◆ Exercices proposés
1/ Résumez en deux phrases le texte sur la mobilisation des policiers.
2/ Selon le texte sur la mobilisation des policiers, qui anime l'association des policiers en colère ?
3/ Poursuivez le texte consacré aux revendications des policiers à la suite de sa dernière phrase.
==== Texte source
Police
Plus de balles, moins de bisous
Le grand moment de fraternité républicaine autour de la police, initié en 2015 et labellisé Charlie, connaît un prolongement attendu. Les flics entendent bien désormais tirer les dividendes de la guerre au terrorisme. Pour preuve de ce retour aux choses sérieuses, le slogan entourant un écusson tricolore sur un bonnet de pandore énervé lors d’une manifestation à Paris le 13 décembre dernier : « Nous sommes là pour protéger vos culs / Pas pour vous les embrasser. » Outre les cadeaux traditionnels – véhicules et fusils flambant neufs –, les revendications de la mobilisation des policiers en colère, association animée par Guillaume Lebeau et Maggy Biskupski pour structurer un mouvement « apolitique » et « asyndical », se concentrent sur une vieille antienne : la justice mettrait beaucoup moins de zèle à poursuivre les vrais délinquants que les représentants de l’ordre qui défouraillent à tout va.
========
==== Données extraites
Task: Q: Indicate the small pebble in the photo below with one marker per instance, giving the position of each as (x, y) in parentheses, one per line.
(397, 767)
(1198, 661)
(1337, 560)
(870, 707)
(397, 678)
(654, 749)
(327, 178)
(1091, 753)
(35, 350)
========
◆ Réponses attendues
1/ Après le grand moment de fraternité républicaine autour de la police, initié en 2015, les policiers entendent désormais tirer les dividendes de la guerre au terrorisme, comme en témoigne un slogan affiché lors d'une manifestation à Paris le 13 décembre. Outre des véhicules et des fusils neufs, les revendications de la mobilisation des policiers en colère, association animée par Guillaume Lebeau et Maggy Biskupski, portent surtout sur une justice jugée moins zélée à poursuivre les vrais délinquants que les représentants de l'ordre.

2/ Guillaume Lebeau et Maggy Biskupski.

3/
La solution ? Là aussi, guère de nouveauté puisqu’il suffirait, selon eux, d’aligner les règles d’ouverture du feu des policiers sur celles des gendarmes. Une personne qui tente de s’enfuir après son arrestation ou une voiture qui force un barrage ? une balle. Un attroupement menaçant qui voudrait contester le terrain occupé par la bleusaille ? une rafale. Sans aller jusqu’à ces extrêmes manifestations d’autorité1, un assouplissement de la législation en vigueur aurait peut-être permis de classer sans suite deux vilaines affaires qui ont récemment mis en cause le « travail » des forces de l’ordre. Au tribunal de Bobigny (voir CQFD n° 149), les trois cow-boys qui avaient tiré dans le tas avec leurs Flash-ball après l’expulsion d’un squat en 2009 ont écopé, au total, de 32 mois de prison avec sursis et 42 mois d’interdiction de port d’arme. Un jugement tardif qui reste bien en-deçà des réquisitions du procureur qui a décidé de faire appel de même que les condés condamnés.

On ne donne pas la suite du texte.